_INPUT ROWS_.

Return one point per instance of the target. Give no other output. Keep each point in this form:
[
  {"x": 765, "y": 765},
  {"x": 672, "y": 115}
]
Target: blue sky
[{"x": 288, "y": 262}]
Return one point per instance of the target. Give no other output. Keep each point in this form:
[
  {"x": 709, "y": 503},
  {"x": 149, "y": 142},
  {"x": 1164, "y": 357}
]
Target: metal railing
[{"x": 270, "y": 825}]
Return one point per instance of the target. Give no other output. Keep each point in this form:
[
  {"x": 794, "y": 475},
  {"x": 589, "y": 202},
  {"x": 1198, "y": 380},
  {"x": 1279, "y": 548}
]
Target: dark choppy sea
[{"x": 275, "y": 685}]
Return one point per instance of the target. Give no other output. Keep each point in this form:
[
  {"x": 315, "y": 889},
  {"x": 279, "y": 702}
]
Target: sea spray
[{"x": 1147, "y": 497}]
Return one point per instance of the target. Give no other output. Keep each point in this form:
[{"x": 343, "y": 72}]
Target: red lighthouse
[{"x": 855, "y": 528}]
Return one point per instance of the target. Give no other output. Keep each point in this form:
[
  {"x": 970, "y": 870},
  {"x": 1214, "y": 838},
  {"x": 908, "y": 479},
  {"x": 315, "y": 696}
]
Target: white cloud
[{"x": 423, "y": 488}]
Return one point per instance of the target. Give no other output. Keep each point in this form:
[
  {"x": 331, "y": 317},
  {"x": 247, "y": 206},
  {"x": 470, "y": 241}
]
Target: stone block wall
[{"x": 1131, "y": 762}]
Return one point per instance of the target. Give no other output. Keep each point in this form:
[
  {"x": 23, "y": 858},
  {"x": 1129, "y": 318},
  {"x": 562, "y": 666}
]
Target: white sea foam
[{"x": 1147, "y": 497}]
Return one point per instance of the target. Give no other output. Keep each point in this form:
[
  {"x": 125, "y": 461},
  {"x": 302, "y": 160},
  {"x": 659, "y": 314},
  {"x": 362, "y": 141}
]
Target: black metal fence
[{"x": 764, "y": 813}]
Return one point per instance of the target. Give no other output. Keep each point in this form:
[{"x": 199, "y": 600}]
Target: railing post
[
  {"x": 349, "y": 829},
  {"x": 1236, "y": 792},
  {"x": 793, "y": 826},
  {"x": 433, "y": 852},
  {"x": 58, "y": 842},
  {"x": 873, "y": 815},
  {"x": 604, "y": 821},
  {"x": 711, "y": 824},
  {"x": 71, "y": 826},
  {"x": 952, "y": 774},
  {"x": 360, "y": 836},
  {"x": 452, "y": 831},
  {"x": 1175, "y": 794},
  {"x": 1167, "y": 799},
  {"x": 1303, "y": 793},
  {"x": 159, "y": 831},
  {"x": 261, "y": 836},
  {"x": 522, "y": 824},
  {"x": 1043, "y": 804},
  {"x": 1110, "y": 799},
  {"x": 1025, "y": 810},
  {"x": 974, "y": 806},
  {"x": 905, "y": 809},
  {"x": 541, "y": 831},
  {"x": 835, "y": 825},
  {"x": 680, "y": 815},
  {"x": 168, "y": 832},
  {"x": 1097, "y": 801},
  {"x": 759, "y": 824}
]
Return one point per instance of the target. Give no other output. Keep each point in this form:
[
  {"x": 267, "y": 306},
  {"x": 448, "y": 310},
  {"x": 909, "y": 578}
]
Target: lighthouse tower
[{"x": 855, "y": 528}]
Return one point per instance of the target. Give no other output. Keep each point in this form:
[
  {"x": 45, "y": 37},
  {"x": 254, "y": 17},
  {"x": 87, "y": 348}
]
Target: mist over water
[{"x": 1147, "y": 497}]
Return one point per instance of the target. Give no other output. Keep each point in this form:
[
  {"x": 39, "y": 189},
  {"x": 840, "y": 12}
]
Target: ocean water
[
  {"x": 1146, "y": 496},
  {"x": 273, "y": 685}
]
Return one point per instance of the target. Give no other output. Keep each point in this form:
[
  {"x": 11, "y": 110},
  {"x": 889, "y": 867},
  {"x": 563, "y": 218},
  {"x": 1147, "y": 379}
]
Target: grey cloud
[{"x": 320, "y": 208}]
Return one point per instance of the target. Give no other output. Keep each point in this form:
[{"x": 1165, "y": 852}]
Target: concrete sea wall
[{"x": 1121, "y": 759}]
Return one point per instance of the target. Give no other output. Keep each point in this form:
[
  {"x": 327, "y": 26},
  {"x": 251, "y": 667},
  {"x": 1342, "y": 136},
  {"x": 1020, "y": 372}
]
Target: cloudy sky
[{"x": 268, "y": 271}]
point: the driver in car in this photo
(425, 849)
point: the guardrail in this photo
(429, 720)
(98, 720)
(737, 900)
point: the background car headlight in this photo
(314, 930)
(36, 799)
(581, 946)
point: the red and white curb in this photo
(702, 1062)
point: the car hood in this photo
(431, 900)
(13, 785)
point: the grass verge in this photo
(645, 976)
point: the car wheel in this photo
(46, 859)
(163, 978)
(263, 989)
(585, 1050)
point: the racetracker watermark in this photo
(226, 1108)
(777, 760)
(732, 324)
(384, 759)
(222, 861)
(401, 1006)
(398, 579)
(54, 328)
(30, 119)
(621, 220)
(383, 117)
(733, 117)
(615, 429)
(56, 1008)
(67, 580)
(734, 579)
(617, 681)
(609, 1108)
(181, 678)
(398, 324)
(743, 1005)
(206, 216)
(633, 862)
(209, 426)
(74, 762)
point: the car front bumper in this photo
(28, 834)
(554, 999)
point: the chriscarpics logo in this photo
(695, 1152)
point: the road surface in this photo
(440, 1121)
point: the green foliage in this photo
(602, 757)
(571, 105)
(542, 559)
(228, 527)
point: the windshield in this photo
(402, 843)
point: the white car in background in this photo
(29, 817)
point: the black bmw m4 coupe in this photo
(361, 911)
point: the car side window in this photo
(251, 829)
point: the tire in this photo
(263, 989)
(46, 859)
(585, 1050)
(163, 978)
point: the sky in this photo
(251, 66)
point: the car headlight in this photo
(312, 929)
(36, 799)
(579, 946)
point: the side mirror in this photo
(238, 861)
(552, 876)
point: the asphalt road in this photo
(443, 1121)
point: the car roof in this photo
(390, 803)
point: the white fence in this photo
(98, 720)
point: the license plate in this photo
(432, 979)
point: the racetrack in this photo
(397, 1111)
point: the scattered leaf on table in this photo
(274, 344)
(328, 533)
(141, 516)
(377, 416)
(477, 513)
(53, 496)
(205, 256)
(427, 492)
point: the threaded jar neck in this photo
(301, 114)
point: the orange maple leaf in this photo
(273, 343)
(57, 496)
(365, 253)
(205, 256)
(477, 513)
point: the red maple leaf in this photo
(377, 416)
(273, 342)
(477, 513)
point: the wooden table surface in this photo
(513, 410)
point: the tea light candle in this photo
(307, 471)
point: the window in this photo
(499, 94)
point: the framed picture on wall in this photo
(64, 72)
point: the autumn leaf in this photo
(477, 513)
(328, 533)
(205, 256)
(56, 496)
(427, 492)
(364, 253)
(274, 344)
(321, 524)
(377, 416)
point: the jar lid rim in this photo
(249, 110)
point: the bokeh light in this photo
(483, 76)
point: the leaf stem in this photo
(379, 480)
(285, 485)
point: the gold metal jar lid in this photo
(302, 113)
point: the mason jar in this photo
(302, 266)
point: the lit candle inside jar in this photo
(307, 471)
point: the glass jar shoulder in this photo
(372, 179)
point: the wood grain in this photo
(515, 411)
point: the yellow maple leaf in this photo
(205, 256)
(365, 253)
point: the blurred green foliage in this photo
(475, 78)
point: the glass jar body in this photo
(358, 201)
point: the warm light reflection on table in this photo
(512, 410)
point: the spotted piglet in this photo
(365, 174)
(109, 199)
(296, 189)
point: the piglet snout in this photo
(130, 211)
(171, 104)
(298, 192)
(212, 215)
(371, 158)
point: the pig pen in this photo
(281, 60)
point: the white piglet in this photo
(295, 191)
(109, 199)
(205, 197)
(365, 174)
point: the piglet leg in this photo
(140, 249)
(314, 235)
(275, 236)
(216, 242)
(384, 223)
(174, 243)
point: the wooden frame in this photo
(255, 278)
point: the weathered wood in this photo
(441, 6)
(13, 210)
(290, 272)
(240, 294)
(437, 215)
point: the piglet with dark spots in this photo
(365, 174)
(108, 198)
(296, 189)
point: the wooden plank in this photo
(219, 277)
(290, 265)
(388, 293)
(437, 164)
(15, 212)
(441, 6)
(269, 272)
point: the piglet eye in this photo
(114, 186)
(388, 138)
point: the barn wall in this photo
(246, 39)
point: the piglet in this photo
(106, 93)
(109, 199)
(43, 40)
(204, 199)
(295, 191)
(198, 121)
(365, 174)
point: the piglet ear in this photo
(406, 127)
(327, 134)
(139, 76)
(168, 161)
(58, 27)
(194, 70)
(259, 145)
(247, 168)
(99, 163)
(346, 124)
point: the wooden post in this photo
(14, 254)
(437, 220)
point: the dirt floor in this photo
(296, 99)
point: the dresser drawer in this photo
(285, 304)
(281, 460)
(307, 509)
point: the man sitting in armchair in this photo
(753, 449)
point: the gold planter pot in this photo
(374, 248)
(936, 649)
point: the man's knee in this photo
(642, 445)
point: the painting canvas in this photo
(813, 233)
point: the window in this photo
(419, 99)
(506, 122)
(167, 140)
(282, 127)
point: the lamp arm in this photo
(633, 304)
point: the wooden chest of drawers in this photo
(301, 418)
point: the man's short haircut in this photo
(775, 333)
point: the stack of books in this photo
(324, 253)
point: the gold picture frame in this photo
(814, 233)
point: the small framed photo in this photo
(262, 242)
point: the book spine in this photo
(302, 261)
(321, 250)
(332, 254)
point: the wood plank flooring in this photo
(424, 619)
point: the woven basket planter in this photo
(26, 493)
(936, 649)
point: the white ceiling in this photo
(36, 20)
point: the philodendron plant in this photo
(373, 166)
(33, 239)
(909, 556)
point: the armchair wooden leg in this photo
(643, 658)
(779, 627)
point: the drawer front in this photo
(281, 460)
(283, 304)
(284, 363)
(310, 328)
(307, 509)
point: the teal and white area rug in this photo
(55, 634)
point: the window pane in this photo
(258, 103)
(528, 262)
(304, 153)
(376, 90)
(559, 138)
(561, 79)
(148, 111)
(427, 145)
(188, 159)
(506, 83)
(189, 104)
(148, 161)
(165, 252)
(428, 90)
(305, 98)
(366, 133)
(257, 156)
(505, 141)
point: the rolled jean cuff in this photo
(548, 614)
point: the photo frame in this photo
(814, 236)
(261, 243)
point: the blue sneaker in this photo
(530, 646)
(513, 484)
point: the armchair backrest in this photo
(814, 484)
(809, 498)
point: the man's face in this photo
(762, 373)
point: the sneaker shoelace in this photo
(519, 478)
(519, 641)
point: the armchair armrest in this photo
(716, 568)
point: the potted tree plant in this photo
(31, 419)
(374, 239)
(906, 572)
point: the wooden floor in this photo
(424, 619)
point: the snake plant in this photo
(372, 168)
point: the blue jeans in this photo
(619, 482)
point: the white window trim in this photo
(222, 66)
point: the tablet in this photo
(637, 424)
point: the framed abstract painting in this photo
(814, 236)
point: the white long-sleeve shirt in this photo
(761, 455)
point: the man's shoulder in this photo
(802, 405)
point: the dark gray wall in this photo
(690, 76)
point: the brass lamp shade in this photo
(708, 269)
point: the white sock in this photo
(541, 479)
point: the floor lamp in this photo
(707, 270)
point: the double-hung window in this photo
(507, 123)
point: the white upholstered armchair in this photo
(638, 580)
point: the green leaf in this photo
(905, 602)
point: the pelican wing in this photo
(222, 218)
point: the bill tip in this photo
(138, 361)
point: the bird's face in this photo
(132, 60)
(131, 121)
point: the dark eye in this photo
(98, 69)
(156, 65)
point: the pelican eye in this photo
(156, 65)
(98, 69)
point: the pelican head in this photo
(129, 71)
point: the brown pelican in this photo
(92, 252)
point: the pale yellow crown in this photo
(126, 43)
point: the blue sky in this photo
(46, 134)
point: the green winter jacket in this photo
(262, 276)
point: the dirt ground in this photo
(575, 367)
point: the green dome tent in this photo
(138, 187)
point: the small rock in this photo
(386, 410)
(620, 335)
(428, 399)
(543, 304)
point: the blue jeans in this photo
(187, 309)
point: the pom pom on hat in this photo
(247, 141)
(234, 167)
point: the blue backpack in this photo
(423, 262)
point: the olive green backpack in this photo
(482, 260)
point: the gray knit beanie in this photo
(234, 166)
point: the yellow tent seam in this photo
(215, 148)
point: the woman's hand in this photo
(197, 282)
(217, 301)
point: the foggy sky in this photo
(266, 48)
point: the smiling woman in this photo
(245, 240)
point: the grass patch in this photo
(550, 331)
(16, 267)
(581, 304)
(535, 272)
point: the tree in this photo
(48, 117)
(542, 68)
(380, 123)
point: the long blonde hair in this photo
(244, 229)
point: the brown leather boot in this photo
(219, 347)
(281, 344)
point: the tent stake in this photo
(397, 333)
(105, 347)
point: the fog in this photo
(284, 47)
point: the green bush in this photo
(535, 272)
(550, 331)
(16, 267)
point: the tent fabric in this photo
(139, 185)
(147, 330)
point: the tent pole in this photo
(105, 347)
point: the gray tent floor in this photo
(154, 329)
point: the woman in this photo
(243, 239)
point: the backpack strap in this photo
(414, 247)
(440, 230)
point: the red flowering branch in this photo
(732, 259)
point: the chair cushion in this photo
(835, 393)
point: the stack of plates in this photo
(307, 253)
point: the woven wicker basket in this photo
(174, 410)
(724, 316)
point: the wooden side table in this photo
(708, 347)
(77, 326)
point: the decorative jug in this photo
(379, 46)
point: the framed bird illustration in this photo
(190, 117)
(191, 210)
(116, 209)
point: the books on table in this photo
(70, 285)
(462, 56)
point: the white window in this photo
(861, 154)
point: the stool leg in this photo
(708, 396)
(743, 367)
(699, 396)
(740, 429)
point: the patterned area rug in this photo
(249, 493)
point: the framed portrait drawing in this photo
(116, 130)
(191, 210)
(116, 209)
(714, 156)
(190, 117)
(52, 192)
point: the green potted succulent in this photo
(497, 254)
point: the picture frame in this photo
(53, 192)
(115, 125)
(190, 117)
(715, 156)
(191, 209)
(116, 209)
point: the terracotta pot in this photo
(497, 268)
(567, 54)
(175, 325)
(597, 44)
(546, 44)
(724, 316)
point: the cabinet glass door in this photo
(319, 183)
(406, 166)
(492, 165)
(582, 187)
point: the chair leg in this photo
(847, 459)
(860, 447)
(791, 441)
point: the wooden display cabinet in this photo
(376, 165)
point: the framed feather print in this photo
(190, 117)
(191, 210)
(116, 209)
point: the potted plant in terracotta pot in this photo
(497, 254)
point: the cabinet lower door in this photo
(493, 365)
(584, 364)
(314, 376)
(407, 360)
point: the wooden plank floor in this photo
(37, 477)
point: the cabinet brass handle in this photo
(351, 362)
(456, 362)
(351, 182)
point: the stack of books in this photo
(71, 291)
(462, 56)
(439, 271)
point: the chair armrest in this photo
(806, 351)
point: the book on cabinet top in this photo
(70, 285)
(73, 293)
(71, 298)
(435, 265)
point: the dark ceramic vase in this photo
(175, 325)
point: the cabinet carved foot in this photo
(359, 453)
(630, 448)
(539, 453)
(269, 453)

_REQUIREMENT_.
Repeat, without changes, every line from the one that contains "point: the framed feather print in this photo" through the final line of the data.

_ANSWER TO THE TASK_.
point: the framed feather print in this photo
(190, 117)
(191, 210)
(116, 209)
point: the potted plant in terracotta pot in this photo
(497, 254)
point: the cabinet lower door in this photo
(493, 365)
(584, 364)
(314, 376)
(407, 360)
point: the wooden plank floor in this photo
(37, 477)
point: the cabinet brass handle in this photo
(351, 362)
(456, 362)
(351, 182)
point: the stack of books in this photo
(71, 291)
(462, 56)
(439, 271)
point: the chair armrest in this photo
(806, 351)
point: the book on cabinet top in this photo
(70, 285)
(73, 293)
(71, 298)
(435, 265)
point: the dark ceramic vase in this photo
(175, 325)
point: the cabinet carved foot in this photo
(359, 453)
(630, 448)
(539, 453)
(269, 453)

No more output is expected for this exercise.